*Exercise directions*: Rewrite the items below as a Markdown table with the columns Row and Line, skipping any blank lines. Begin at the first item and stop after the line that contains "(1000, 554)".

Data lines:
↓

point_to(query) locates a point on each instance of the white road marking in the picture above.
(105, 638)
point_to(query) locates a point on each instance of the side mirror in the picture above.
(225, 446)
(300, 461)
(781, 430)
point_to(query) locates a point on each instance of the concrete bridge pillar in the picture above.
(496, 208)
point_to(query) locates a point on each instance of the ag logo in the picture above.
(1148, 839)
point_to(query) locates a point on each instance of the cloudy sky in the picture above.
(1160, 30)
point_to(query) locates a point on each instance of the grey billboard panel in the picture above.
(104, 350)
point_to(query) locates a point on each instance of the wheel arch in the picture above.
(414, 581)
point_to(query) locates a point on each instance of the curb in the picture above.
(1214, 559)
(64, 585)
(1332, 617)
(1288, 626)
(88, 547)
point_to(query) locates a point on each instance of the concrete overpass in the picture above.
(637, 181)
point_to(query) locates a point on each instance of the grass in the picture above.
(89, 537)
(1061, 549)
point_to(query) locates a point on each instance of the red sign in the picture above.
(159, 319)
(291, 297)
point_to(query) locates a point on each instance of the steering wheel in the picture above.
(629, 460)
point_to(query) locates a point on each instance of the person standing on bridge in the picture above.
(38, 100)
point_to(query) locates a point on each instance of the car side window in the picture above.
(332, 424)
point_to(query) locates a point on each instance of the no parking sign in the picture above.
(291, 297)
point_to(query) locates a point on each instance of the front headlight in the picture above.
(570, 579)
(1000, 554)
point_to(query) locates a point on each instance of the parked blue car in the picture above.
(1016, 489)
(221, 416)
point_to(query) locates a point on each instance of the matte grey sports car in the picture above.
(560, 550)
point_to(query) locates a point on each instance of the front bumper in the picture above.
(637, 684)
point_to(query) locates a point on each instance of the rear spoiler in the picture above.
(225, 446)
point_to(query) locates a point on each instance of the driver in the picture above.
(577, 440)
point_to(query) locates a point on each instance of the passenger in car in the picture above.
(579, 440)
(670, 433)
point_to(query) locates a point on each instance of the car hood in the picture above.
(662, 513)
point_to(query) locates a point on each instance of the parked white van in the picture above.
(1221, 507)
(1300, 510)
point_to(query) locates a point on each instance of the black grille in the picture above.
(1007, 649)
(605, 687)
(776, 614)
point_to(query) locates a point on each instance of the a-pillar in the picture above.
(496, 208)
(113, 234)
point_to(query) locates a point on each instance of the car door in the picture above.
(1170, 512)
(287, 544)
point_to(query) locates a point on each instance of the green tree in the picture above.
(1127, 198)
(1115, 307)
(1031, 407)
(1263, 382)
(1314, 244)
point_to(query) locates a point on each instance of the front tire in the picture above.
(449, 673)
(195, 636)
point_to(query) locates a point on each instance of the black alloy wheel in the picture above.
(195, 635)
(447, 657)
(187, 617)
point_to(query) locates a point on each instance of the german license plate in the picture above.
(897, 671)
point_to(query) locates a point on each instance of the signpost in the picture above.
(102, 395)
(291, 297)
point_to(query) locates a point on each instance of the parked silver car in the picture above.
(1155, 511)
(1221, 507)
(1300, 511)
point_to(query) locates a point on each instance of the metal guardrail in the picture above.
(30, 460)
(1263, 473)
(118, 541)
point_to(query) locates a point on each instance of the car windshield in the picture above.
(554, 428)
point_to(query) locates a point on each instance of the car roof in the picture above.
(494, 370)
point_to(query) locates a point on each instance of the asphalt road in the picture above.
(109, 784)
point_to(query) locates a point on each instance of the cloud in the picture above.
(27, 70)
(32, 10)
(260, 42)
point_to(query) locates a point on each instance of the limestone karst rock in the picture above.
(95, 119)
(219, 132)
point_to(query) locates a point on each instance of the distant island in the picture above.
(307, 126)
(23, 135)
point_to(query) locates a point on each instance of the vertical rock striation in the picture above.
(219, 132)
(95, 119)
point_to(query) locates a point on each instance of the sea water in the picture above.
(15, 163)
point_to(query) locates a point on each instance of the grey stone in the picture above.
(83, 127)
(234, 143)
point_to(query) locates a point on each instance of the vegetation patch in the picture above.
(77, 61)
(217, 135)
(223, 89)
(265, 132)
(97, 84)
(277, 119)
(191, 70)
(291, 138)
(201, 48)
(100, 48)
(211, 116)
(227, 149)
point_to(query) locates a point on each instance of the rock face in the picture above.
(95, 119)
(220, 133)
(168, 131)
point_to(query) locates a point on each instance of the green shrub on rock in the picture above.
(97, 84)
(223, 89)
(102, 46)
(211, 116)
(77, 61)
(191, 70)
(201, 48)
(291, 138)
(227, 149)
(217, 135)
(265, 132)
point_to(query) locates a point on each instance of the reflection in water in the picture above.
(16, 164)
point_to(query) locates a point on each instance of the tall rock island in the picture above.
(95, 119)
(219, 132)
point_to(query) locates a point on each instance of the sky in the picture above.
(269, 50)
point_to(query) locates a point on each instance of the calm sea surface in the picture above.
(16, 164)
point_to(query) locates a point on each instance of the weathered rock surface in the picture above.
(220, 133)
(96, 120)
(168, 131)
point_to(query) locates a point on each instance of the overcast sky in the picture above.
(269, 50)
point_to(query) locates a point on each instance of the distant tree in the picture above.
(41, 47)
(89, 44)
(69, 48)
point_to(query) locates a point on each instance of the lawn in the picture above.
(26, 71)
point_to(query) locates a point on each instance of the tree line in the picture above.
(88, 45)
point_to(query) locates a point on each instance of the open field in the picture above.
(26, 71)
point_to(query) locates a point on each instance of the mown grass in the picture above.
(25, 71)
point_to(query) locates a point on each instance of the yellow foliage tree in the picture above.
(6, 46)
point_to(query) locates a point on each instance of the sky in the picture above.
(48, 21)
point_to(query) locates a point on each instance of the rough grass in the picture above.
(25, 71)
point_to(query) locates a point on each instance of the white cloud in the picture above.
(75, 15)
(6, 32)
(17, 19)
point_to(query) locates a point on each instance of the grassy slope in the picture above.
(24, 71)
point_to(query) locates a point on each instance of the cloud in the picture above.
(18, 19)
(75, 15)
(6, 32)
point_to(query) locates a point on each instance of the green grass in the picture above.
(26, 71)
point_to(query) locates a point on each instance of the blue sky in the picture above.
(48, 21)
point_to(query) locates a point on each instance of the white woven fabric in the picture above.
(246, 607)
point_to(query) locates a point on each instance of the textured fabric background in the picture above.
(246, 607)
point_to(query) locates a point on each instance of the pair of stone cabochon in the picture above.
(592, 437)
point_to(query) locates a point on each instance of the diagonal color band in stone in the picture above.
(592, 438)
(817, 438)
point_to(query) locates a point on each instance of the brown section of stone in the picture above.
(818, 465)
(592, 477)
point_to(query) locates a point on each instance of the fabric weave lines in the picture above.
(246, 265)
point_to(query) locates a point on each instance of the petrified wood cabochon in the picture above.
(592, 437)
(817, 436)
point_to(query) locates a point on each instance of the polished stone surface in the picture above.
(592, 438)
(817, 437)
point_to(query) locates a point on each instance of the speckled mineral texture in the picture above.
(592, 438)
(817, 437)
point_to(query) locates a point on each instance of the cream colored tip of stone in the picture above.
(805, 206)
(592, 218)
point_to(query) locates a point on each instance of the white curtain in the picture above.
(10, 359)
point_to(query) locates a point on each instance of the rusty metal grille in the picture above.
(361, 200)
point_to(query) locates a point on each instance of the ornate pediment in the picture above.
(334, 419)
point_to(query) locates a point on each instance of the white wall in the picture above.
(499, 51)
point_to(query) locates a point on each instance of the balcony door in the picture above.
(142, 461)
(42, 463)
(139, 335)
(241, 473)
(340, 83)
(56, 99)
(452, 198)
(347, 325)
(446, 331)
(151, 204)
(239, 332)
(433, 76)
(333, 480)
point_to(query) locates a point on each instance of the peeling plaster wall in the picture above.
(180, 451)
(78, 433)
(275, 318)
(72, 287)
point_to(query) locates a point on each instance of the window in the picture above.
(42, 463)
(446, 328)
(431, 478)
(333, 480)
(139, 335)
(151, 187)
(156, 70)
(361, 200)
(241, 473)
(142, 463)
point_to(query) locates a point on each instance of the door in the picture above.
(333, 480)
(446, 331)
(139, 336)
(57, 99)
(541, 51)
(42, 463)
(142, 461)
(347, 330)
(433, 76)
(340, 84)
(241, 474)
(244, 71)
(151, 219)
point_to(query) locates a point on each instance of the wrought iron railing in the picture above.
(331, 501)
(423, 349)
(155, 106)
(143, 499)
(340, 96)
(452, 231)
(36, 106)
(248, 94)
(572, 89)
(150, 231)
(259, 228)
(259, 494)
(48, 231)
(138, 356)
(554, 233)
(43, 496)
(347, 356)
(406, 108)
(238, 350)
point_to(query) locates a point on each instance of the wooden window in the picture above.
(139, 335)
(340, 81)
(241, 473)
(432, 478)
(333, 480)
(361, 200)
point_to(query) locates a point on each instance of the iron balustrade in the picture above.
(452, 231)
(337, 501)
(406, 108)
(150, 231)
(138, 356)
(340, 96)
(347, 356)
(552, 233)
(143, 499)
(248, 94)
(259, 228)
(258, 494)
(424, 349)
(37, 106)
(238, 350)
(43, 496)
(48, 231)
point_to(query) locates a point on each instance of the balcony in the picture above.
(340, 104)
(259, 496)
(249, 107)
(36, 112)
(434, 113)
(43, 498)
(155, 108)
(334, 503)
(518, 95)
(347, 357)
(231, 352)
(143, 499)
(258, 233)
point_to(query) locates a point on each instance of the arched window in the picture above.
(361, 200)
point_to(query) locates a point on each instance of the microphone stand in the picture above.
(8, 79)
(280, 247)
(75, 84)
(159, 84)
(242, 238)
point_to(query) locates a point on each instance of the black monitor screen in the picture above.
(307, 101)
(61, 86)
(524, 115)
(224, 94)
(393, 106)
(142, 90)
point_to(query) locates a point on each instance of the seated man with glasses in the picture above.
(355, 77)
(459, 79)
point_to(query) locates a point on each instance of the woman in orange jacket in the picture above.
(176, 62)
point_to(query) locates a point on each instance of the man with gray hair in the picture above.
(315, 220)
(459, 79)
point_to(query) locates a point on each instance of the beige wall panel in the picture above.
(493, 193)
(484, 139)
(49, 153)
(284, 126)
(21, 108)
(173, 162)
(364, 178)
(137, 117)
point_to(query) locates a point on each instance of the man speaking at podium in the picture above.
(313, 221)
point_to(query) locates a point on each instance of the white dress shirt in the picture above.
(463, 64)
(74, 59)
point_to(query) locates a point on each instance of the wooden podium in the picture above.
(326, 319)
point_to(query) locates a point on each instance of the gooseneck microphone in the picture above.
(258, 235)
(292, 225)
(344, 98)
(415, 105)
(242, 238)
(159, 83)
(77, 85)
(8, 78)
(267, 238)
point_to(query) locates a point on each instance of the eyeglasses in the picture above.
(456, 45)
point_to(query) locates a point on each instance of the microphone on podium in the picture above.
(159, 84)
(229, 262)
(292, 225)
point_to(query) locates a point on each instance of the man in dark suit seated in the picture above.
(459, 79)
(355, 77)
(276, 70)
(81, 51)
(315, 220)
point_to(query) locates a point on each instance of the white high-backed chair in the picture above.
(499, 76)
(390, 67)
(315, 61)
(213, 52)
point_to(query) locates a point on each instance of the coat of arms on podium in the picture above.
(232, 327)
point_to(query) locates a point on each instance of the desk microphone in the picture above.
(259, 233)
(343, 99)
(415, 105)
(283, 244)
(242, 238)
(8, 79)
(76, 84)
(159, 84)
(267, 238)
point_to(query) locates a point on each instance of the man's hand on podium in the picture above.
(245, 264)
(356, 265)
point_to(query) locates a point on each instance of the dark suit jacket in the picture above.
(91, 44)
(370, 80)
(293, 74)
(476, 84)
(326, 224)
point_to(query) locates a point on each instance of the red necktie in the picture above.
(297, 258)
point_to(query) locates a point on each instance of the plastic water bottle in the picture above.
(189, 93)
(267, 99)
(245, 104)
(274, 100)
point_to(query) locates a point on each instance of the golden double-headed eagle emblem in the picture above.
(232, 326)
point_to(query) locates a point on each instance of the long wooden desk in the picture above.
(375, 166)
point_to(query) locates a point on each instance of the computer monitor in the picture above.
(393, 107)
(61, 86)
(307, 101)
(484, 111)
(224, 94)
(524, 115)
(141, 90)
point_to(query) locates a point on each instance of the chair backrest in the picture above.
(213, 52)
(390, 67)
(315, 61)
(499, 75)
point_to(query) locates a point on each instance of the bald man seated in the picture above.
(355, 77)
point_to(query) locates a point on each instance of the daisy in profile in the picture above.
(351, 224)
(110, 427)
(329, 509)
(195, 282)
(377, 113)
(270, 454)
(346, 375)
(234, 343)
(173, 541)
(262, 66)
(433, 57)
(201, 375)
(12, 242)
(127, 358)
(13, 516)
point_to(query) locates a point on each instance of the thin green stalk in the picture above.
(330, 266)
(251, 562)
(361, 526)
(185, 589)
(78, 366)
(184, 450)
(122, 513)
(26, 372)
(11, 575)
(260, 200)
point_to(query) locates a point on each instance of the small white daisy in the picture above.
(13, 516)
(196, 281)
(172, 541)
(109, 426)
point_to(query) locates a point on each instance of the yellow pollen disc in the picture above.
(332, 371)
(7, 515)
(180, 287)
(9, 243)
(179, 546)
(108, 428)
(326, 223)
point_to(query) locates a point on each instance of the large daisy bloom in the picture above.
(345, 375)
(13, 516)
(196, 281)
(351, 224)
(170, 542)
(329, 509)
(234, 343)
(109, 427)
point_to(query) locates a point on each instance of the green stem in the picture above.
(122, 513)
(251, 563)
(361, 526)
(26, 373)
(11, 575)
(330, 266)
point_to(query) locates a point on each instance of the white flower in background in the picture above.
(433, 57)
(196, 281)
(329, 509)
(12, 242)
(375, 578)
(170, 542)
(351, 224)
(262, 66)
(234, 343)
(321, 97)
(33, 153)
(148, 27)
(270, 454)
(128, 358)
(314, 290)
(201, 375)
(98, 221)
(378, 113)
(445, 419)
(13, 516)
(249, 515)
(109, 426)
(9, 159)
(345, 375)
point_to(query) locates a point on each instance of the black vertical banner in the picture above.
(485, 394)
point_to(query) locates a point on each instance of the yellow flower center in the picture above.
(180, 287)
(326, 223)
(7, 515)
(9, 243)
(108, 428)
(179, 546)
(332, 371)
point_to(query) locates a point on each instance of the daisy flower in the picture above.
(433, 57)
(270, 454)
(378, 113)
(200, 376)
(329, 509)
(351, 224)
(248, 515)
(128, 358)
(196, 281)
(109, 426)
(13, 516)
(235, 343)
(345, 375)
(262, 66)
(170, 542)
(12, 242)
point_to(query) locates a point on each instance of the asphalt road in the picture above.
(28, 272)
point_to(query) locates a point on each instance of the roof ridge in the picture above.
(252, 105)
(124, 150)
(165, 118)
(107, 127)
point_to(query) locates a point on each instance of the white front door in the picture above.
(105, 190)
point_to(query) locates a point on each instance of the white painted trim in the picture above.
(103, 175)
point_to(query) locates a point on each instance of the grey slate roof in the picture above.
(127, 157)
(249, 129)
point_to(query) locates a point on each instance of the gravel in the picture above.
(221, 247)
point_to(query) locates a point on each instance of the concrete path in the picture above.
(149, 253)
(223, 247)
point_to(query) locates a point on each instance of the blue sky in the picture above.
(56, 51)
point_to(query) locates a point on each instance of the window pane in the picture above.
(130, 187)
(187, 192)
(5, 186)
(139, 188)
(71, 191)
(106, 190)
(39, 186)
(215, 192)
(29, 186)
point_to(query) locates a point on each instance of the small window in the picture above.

↑

*Output below*:
| Row | Line |
|---|---|
| 1 | point_to(query) locates a point on each instance of the white road marking in the picture above. |
| 2 | (105, 638) |
| 3 | point_to(query) locates a point on each instance of the side mirror in the picture above. |
| 4 | (225, 446) |
| 5 | (300, 461) |
| 6 | (781, 430) |
| 7 | point_to(query) locates a point on each instance of the concrete bridge pillar in the picture above. |
| 8 | (496, 208) |
| 9 | point_to(query) locates a point on each instance of the ag logo in the picture above. |
| 10 | (1148, 839) |
| 11 | point_to(query) locates a point on each instance of the cloudy sky in the picture above. |
| 12 | (1160, 30) |
| 13 | point_to(query) locates a point on each instance of the grey billboard panel in the picture above. |
| 14 | (104, 350) |
| 15 | point_to(query) locates a point on each instance of the wheel arch in the picture above. |
| 16 | (414, 581) |
| 17 | point_to(query) locates a point on each instance of the curb in the picture above. |
| 18 | (1214, 559) |
| 19 | (64, 585) |
| 20 | (1332, 617) |
| 21 | (1288, 626) |
| 22 | (88, 547) |
| 23 | point_to(query) locates a point on each instance of the concrete overpass in the picture above. |
| 24 | (637, 181) |
| 25 | point_to(query) locates a point on each instance of the grass in the picture above. |
| 26 | (89, 537) |
| 27 | (1061, 549) |
| 28 | point_to(query) locates a point on each instance of the red sign in the picture above. |
| 29 | (159, 319) |
| 30 | (291, 297) |
| 31 | point_to(query) locates a point on each instance of the steering wheel in the picture above. |
| 32 | (629, 460) |
| 33 | point_to(query) locates a point on each instance of the person standing on bridge in the picture above. |
| 34 | (38, 100) |
| 35 | point_to(query) locates a point on each instance of the car side window in the picture above. |
| 36 | (332, 424) |
| 37 | point_to(query) locates a point on each instance of the no parking sign in the picture above. |
| 38 | (291, 297) |
| 39 | point_to(query) locates a point on each instance of the front headlight in the picture above. |
| 40 | (570, 579) |
| 41 | (1000, 554) |